--- BEGIN PROVIDED ENTRIES ---

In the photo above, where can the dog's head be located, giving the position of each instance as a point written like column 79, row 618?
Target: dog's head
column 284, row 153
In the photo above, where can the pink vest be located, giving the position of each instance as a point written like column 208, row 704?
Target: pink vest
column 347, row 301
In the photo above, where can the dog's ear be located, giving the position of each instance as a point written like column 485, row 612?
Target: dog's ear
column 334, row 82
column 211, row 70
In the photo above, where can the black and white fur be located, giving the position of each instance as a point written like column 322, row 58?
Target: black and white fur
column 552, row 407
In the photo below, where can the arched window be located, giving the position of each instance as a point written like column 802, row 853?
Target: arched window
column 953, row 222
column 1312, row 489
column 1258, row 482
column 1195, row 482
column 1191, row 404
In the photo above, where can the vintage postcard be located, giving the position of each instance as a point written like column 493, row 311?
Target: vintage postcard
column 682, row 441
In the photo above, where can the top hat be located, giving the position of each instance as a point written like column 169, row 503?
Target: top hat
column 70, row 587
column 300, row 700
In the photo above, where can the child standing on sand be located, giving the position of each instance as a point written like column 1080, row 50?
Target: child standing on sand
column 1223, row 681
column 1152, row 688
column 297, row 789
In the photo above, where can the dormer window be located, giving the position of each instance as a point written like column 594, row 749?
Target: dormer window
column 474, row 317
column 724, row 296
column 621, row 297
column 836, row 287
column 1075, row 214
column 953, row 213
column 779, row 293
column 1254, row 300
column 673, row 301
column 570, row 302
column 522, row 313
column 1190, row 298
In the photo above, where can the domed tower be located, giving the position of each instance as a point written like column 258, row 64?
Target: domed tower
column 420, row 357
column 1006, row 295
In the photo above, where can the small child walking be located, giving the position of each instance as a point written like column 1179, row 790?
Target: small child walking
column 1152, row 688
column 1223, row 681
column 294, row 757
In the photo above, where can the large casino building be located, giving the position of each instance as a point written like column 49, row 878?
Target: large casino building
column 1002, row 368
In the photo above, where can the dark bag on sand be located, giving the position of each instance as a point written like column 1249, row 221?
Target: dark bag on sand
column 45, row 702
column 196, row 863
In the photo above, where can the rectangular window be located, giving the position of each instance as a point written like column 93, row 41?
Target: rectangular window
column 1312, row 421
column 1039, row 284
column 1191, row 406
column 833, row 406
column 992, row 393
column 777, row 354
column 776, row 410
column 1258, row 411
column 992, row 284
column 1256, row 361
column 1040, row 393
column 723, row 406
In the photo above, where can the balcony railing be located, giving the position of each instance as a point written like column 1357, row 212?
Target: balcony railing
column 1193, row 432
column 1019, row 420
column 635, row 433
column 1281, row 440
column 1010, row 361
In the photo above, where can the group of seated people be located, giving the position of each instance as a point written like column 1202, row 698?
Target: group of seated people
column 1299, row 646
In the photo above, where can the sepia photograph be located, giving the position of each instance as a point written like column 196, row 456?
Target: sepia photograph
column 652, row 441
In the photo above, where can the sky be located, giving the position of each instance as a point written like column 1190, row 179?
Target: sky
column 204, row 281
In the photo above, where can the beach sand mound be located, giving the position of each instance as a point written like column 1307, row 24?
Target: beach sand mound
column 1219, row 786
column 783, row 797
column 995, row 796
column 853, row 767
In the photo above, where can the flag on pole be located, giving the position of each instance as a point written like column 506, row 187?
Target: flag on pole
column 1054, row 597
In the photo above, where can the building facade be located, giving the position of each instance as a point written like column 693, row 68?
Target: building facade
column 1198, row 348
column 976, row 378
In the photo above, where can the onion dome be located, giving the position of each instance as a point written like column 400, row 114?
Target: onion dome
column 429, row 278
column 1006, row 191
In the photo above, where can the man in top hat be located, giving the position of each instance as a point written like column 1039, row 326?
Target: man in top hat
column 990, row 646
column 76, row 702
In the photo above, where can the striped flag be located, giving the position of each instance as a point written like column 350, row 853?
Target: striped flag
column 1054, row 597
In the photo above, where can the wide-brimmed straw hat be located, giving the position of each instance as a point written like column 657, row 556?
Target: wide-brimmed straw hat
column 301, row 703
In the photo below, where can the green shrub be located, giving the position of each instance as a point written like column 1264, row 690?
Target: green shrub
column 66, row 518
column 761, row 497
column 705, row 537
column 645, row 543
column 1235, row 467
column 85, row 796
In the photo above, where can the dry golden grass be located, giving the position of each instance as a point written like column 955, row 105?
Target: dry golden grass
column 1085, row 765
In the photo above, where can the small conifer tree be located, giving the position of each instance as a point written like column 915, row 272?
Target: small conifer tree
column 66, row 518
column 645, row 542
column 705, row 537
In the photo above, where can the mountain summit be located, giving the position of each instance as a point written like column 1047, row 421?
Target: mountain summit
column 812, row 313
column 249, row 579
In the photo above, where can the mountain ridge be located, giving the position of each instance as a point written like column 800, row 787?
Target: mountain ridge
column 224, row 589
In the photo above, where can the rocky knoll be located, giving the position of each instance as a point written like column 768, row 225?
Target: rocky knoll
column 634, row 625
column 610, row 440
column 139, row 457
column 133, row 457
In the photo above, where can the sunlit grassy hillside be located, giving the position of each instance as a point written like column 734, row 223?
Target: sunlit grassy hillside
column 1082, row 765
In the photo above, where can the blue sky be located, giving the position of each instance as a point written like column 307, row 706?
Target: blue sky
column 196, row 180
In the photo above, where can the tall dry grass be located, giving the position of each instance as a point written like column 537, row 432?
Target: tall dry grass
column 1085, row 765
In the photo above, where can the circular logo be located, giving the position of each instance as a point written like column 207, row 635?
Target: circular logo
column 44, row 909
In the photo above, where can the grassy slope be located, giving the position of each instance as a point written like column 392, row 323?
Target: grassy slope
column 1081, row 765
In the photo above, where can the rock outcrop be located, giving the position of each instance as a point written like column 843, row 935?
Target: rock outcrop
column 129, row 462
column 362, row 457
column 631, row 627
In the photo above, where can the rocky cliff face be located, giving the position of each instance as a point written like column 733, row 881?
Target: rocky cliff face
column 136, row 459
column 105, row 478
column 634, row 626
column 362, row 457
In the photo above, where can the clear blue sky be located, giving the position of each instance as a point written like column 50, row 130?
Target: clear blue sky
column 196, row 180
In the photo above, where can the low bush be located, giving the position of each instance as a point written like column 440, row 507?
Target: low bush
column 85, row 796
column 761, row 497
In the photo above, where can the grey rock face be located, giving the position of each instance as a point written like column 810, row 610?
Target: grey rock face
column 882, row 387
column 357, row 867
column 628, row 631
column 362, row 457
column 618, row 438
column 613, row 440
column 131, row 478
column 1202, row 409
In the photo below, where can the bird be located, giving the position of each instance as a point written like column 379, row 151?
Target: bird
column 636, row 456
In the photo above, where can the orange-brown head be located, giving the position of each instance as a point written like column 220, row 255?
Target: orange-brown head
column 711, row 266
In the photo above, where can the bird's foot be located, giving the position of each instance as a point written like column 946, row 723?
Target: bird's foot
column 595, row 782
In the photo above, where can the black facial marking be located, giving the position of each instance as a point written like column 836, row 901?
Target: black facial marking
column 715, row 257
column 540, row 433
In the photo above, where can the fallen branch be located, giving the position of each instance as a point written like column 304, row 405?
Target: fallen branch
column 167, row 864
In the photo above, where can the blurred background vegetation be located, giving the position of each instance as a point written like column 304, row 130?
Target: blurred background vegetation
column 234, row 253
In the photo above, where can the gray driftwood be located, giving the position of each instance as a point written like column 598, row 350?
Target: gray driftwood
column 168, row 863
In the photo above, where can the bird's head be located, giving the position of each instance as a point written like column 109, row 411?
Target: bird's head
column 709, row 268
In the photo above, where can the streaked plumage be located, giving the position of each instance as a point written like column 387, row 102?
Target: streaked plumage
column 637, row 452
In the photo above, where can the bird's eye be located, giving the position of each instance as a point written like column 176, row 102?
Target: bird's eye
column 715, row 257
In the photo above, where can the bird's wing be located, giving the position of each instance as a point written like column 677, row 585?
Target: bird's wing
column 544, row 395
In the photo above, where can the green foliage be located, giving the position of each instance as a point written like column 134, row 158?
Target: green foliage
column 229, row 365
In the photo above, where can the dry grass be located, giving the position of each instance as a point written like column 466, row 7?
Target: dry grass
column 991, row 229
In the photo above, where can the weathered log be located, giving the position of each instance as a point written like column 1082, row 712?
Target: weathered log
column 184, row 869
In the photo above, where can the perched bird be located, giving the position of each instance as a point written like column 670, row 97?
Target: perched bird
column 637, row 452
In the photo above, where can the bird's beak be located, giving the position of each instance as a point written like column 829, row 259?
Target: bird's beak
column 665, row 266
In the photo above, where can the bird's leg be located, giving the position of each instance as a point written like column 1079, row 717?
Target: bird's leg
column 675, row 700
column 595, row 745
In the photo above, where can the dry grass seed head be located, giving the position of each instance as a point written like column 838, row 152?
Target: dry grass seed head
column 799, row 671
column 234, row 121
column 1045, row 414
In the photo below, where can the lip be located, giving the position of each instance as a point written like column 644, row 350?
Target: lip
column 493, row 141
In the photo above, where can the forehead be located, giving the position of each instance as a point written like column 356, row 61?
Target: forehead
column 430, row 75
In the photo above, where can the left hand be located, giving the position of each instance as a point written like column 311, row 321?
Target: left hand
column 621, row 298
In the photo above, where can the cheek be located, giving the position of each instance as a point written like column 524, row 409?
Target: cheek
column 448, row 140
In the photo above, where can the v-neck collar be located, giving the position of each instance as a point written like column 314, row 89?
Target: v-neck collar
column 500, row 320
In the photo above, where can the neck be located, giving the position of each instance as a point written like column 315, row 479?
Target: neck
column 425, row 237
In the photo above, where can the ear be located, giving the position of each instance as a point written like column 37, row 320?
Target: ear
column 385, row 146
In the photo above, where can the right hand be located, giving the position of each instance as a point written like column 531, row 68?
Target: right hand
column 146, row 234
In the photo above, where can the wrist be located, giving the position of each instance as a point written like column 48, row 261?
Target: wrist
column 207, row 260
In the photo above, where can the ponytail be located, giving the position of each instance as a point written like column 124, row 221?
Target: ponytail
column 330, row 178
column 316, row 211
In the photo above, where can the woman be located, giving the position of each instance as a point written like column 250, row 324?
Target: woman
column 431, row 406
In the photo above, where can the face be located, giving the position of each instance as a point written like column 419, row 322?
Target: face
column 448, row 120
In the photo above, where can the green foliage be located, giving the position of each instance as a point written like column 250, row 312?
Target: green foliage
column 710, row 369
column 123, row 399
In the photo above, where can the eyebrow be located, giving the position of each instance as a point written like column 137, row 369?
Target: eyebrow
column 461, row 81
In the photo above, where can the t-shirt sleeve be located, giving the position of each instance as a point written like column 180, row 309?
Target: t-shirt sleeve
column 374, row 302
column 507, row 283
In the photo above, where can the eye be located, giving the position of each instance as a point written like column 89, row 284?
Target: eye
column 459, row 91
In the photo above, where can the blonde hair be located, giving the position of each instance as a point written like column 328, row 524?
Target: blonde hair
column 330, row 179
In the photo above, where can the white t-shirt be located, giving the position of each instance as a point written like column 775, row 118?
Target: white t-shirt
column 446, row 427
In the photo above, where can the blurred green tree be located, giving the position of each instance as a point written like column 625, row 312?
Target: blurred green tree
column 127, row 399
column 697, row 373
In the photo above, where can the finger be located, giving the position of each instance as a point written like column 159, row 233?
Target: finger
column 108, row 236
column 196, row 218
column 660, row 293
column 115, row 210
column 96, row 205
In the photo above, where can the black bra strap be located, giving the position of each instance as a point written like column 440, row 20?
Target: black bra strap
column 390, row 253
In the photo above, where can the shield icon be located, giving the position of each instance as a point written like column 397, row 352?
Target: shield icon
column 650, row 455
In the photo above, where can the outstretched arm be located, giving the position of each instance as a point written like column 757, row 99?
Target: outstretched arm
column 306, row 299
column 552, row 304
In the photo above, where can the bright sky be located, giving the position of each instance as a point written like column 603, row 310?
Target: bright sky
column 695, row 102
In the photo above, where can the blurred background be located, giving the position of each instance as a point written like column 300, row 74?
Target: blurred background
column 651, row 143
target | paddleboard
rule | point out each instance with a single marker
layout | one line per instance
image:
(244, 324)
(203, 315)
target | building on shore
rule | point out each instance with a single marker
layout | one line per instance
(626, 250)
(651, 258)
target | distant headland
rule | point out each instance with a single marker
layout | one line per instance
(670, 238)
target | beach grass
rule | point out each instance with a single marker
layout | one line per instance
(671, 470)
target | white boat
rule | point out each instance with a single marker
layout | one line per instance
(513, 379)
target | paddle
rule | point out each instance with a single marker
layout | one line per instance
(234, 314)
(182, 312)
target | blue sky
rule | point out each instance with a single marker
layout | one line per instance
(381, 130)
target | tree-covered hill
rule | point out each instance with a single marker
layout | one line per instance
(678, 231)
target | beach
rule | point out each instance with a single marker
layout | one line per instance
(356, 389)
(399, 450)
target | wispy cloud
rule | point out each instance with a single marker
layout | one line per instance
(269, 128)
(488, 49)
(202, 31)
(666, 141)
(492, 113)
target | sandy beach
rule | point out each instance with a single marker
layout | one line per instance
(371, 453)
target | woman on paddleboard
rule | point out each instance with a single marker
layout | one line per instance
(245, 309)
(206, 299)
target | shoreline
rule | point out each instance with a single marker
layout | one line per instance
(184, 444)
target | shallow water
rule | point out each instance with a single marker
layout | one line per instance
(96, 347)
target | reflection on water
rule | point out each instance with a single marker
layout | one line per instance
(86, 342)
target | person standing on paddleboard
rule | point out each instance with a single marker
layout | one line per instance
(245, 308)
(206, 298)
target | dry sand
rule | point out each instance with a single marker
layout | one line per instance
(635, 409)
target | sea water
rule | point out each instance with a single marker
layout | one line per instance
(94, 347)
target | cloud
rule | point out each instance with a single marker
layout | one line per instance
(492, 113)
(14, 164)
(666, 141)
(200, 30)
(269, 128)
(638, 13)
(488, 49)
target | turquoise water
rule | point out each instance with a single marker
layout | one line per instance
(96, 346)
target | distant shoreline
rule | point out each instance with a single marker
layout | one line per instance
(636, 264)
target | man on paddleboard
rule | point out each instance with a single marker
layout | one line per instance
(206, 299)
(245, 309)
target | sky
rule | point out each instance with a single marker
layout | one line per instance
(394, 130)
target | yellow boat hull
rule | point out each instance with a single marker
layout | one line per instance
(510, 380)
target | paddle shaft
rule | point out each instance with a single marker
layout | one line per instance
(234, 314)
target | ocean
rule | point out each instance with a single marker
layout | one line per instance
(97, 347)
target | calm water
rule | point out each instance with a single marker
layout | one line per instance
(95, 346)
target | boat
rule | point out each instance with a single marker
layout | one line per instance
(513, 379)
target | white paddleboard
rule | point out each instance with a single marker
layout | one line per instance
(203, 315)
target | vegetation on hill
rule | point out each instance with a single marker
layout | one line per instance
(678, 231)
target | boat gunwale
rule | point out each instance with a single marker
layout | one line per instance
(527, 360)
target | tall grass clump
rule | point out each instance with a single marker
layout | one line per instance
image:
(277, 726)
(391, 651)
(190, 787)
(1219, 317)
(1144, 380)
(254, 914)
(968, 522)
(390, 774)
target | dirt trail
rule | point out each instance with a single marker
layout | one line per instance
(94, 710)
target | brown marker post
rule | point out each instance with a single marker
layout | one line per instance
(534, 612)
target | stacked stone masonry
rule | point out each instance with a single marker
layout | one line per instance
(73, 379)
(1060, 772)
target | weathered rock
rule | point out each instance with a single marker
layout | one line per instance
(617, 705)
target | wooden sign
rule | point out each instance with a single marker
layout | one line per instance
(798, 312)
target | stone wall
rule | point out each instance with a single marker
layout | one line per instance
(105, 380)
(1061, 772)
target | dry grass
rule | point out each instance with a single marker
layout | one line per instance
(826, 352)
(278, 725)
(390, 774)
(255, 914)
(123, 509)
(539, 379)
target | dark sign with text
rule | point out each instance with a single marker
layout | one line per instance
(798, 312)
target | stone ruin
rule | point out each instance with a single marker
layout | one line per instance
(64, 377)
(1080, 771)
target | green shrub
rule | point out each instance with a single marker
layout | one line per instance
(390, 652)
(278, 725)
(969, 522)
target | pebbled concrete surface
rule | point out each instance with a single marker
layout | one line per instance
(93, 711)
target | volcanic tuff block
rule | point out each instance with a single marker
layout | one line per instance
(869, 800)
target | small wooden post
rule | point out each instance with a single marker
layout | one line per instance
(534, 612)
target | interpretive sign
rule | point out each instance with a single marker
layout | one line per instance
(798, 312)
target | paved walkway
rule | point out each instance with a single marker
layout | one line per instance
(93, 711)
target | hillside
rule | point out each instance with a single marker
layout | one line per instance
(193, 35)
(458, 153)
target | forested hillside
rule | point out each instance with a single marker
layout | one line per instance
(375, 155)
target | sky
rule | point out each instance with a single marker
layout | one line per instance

--- END PROVIDED ENTRIES ---

TO BE DONE =
Turn everything from the first line of the items down to the line containing "column 682, row 441" into a Markdown table with the columns "Row" and "Line", numbering each line and leaving out blank lines.

FULL RESPONSE =
| Row | Line |
|---|---|
| 1 | In the photo above, where can the dog's head be located, giving the position of each instance as a point written like column 79, row 618? |
| 2 | Target: dog's head |
| 3 | column 284, row 153 |
| 4 | In the photo above, where can the pink vest be located, giving the position of each instance as a point written like column 208, row 704? |
| 5 | Target: pink vest |
| 6 | column 347, row 301 |
| 7 | In the photo above, where can the dog's ear be located, giving the position of each instance as a point written like column 485, row 612? |
| 8 | Target: dog's ear |
| 9 | column 334, row 82 |
| 10 | column 211, row 70 |
| 11 | In the photo above, where can the black and white fur be located, giving the position of each instance as a point written like column 322, row 58? |
| 12 | Target: black and white fur |
| 13 | column 552, row 407 |
| 14 | In the photo below, where can the arched window be located, giving the position of each instance as a point written like column 802, row 853? |
| 15 | Target: arched window |
| 16 | column 953, row 222 |
| 17 | column 1312, row 489 |
| 18 | column 1258, row 482 |
| 19 | column 1195, row 482 |
| 20 | column 1191, row 404 |
| 21 | In the photo above, where can the vintage postcard be located, giving the position of each instance as a point written like column 493, row 311? |
| 22 | Target: vintage postcard |
| 23 | column 682, row 441 |